Serbian Orthodox Church head dies at 95
Last Updated: Sunday, November 15, 2009 | 10:06 AM ET
The Associated Press
Patriarch Pavle, who led Serbia's Christian Orthodox Church through its post-communist revival and the turbulent 1990s marked by ethnic conflicts in the Balkans, died Sunday. He was 95.
Patriarch Pavle, the head of the Serbian Orthodox church, is seen in this May 1, 2005 file photo.
(Darko Vojinovic/Associated Press) Pavle, who took over the church in 1990, had been hospitalized for more than a year. He had heart and lung problems. The church said he died of cardiac arrest.
Bells tolled from Serbian churches after the news of Pavle's death and the state-run television aired documentaries about his life.
A respected theologian and linguist also known for personal humility and modesty, Pavle took over the dominant Serbian church just as the collapse of communism ended years of state repression of religion.
He also headed the church during the turbulent years of the Balkan wars in the 1990s, and the collapse of former President Slobodan Milosevic's regime in 2000.
President Boris Tadic said Patriarch Pavle's death is a "huge loss" for the nation. Tadic said Pavle was "one of those people who by their very existence bring together the entire nation.
"His departure is my personal loss too," Tadic said, explaining he had often consulted with the patriarch about crucial national decisions.
Tadic added that Patriarch Pavle was respected worldwide by both the Orthodox Christian churches and the Pope.
Nationalist a possible successor to Pavle
The news about patriarch's death was first announced by influential Bishop Amfilohije, who has served as the acting head of church during most of Pavle's hospitalization. State TV showed Amfilohije breaking into tears as he told a gathering of believers that Pavle had died. A sobbing Amfilohije then said a prayer for the Patriarch.
There have been reports of a power struggle within the church over who will succeed Pavle. Amfilohije, a hardliner known for his anti-Western and nationalist stands, is said to be the favourite.
The church said its highest body, the Holy Synod, is expected to meet early Monday, possibly to choose Pavle's successor.
Pavle often spoke against violence in the ethnic wars that Orthodox Serbs fought in the 1990s against Catholic Croats and Bosnian Muslims during the bloodiest conflict in Europe since the Second World War.
"God help us understand that we are human beings and that we must live as human beings, so that peace would come into our country and bring an end to the killing," Pavle had appealed — mostly in vain — in 1991 as fighting raged between Serbs and Croats over disputed territories in Croatia.
"It is only the will of the devil that is served by this war," the patriarch was quoted as saying in 1992. But he stopped short of naming names, notably not criticizing Milosevic.
The Serbian Church eventually broke with its tradition of formal neutrality in 2000, openly urging the Serbian strongman to step down after the regime's humiliating defeat in 1999 following NATO bombing that ended Milosevic's crackdown against ethnic Albanian separatists in Kosovo.

-*-

§ Work instructions
1 – Decide whether each statement agrees with the article on Patriarch Pavle, answering yes or no and quoting the words that settle it: (a) Pavle took over the church in 1990; (b) Pavle openly criticized Milosevic by name; (c) the Holy Synod was expected to meet early Monday.
2 – Set down word for word the part of the article on Patriarch Pavle that begins at the words "President Boris Tadic" and stops after "the entire nation.".

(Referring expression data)
-*-

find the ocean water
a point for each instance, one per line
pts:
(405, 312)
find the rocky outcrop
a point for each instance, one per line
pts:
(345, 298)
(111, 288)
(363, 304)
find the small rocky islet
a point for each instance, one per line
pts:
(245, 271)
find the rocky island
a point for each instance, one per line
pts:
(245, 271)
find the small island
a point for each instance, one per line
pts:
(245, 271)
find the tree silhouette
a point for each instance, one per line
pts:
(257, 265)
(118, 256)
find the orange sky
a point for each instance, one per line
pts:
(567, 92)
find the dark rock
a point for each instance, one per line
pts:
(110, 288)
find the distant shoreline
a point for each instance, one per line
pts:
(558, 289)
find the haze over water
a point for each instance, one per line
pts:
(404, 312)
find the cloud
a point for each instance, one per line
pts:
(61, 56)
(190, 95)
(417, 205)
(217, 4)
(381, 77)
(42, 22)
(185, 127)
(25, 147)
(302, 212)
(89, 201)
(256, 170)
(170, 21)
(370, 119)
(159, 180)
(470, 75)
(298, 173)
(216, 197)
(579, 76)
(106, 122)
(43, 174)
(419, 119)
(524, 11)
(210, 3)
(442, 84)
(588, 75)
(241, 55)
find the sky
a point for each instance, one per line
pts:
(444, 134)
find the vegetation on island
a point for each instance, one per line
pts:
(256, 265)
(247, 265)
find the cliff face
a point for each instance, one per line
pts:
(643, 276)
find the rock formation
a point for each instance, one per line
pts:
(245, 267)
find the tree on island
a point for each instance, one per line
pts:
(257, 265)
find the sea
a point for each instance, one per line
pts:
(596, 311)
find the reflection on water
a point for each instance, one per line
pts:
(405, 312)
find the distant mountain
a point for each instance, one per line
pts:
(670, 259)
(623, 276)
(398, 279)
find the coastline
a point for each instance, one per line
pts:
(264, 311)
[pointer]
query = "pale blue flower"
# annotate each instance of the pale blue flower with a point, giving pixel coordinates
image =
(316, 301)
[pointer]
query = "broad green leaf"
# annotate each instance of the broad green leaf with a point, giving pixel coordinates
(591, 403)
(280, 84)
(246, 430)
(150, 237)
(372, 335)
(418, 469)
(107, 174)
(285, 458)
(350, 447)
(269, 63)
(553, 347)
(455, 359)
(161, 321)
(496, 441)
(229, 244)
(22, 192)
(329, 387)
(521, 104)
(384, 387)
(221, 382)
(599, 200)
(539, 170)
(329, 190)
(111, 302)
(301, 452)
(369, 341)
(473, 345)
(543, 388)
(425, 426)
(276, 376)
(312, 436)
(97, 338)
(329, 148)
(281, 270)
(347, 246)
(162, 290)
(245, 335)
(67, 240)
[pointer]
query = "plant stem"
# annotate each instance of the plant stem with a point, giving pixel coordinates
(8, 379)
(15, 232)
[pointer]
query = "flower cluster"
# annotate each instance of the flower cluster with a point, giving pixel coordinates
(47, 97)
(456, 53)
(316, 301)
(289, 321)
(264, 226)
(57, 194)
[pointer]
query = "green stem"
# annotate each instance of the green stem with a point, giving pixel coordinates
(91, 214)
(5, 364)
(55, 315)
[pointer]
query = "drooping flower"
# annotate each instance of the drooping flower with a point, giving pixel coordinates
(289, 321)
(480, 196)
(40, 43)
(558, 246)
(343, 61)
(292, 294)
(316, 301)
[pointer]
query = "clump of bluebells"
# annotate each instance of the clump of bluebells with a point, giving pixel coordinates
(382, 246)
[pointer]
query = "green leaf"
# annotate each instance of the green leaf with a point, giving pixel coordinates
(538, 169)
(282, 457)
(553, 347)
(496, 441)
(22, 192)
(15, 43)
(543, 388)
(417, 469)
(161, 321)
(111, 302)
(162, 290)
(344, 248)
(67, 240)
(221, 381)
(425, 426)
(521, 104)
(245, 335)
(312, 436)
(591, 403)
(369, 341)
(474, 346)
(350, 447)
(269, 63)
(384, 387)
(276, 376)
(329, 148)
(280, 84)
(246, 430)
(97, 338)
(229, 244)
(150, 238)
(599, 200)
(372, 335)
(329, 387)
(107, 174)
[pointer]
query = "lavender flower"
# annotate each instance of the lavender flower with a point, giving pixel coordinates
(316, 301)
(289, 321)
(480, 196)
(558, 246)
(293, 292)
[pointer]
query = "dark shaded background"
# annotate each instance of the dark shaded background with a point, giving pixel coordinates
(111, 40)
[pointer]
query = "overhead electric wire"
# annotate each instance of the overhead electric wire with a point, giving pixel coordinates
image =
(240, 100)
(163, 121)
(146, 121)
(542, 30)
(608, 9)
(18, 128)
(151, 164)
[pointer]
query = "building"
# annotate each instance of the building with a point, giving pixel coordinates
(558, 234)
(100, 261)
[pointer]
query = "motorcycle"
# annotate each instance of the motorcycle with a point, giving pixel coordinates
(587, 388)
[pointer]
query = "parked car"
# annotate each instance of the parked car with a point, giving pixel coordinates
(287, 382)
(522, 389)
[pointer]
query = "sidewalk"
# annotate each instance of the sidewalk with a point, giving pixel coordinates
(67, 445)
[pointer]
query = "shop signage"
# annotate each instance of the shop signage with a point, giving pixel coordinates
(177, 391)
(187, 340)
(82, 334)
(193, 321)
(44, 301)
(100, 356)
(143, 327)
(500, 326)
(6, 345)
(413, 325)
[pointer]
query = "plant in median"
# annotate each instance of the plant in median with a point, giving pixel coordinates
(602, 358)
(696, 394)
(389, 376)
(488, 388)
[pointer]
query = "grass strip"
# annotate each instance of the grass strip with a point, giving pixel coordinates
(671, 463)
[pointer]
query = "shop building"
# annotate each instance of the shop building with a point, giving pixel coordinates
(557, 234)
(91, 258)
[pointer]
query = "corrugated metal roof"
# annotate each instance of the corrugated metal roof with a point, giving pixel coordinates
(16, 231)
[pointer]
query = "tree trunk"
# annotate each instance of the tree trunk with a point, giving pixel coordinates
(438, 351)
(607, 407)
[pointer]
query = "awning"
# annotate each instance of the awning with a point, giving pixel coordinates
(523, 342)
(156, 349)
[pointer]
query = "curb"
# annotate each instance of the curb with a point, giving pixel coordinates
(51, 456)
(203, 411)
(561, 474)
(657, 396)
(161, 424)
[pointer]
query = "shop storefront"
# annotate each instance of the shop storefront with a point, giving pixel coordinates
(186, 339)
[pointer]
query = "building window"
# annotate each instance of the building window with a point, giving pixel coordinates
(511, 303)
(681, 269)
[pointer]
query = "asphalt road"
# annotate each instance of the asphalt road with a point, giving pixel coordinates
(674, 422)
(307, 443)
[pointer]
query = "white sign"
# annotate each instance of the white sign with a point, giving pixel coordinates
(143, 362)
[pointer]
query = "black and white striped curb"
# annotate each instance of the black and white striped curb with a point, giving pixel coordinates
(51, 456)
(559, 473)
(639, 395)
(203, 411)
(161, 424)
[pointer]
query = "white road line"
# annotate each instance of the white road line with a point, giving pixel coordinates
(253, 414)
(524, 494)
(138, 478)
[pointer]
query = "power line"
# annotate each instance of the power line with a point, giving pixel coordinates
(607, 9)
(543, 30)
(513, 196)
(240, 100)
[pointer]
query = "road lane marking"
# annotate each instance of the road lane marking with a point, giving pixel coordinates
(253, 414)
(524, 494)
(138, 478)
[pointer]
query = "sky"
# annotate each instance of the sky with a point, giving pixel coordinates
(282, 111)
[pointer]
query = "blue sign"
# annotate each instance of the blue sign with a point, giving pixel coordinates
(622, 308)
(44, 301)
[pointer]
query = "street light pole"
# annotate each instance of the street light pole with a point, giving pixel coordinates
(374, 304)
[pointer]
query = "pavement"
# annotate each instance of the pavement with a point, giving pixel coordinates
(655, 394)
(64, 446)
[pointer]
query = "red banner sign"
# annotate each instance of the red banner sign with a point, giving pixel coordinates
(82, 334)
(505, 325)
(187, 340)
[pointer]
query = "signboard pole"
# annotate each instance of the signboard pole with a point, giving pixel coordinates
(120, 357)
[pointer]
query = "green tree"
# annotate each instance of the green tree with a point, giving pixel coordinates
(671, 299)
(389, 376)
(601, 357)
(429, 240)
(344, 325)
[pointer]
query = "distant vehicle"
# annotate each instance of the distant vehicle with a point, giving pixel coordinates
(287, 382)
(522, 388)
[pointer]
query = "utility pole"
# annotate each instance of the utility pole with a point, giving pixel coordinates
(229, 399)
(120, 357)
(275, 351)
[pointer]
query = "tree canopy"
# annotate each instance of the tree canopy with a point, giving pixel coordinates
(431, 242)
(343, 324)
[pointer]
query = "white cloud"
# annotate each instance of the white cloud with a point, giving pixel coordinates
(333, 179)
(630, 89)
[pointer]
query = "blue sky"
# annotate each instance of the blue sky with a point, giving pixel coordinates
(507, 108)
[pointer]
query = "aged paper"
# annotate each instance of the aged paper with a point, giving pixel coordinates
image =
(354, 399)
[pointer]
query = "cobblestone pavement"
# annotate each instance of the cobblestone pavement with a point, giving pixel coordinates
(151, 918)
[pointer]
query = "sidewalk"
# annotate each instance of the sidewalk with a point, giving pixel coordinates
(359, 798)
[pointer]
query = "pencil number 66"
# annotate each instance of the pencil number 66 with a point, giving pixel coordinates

-*-

§ Answers for each item
1 –
(a) Yes: "Pavle, who took over the church in 1990"
(b) No: "But he stopped short of naming names, notably not criticizing Milosevic."
(c) Yes: "the Holy Synod, is expected to meet early Monday"

2 –
President Boris Tadic said Patriarch Pavle's death is a "huge loss" for the nation. Tadic said Pavle was "one of those people who by their very existence bring together the entire nation.